=== Begin Enclosure ===

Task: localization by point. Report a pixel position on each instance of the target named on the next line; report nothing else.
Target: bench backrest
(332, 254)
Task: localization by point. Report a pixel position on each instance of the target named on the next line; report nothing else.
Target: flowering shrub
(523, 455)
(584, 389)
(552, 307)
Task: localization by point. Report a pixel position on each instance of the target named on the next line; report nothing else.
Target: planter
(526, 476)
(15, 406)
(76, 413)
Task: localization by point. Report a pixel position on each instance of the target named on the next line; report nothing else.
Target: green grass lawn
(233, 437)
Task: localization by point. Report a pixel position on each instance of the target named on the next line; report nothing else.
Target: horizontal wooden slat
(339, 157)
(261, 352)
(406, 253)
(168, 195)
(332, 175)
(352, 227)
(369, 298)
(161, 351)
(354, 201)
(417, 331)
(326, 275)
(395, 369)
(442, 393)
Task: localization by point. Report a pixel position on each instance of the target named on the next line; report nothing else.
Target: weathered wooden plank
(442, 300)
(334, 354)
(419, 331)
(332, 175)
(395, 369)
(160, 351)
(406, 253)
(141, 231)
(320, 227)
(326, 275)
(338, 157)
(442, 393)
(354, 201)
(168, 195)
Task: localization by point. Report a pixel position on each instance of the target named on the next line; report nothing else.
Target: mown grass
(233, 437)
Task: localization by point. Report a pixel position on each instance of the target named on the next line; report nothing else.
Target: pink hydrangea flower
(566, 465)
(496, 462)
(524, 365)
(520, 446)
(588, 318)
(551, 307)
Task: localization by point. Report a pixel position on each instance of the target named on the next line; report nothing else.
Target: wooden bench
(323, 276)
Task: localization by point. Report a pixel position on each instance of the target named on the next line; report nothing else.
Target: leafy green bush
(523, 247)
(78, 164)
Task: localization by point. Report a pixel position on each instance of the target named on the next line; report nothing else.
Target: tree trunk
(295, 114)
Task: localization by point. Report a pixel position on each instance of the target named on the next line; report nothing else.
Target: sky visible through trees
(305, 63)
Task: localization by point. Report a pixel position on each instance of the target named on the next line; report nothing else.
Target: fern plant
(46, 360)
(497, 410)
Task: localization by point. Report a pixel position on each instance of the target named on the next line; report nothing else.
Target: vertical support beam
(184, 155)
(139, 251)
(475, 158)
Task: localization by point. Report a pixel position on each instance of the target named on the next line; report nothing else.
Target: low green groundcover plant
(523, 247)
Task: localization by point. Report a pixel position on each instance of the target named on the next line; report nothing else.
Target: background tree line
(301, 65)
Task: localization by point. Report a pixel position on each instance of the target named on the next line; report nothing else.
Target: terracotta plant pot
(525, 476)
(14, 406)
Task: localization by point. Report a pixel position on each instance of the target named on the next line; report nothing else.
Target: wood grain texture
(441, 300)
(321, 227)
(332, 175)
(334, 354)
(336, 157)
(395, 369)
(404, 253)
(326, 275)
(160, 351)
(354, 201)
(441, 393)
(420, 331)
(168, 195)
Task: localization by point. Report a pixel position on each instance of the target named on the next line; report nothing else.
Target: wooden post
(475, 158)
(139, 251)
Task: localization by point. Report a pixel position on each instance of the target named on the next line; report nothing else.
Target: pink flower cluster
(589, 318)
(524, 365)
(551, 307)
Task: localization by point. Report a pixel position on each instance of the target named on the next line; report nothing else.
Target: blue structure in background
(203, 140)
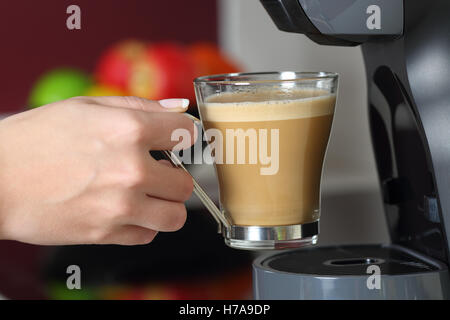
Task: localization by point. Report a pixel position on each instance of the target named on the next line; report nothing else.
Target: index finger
(167, 131)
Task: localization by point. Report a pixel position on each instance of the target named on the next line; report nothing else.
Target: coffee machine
(406, 45)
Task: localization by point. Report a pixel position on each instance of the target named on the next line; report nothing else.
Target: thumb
(137, 103)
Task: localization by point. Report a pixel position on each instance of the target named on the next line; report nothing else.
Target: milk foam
(246, 107)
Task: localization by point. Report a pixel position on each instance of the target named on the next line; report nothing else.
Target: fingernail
(174, 103)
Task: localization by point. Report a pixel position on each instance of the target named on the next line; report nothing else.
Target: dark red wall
(34, 36)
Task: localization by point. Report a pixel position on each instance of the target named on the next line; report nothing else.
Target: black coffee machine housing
(406, 49)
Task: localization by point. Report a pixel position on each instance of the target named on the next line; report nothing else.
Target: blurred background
(154, 49)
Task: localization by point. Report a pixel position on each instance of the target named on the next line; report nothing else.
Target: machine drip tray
(350, 260)
(348, 272)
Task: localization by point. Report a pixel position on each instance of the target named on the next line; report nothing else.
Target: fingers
(137, 103)
(167, 182)
(129, 235)
(164, 131)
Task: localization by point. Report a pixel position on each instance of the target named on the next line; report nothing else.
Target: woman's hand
(79, 171)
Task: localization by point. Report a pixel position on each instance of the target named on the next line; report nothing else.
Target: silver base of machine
(273, 237)
(345, 273)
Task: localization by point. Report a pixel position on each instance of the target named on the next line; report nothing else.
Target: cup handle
(198, 190)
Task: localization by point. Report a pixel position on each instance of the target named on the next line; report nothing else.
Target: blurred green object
(59, 84)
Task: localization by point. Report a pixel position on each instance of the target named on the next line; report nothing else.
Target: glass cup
(268, 134)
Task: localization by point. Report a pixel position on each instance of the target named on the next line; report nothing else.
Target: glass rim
(290, 76)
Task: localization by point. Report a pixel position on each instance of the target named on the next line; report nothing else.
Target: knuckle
(135, 175)
(145, 237)
(135, 101)
(177, 218)
(99, 236)
(134, 128)
(123, 207)
(187, 186)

=== End Enclosure ===

■ Action item: Only the line containing "Target: glass rim" and the lines after it, up to and including the last line of the data, should appear in the answer, exactly as written.

■ Exercise solution:
Target: glass rim
(290, 76)
Task: localization by point. Report a pixel position on each instance of the target named on the next line; report nothing else.
Target: knuckle
(135, 175)
(145, 237)
(135, 101)
(177, 218)
(99, 236)
(134, 128)
(123, 207)
(187, 186)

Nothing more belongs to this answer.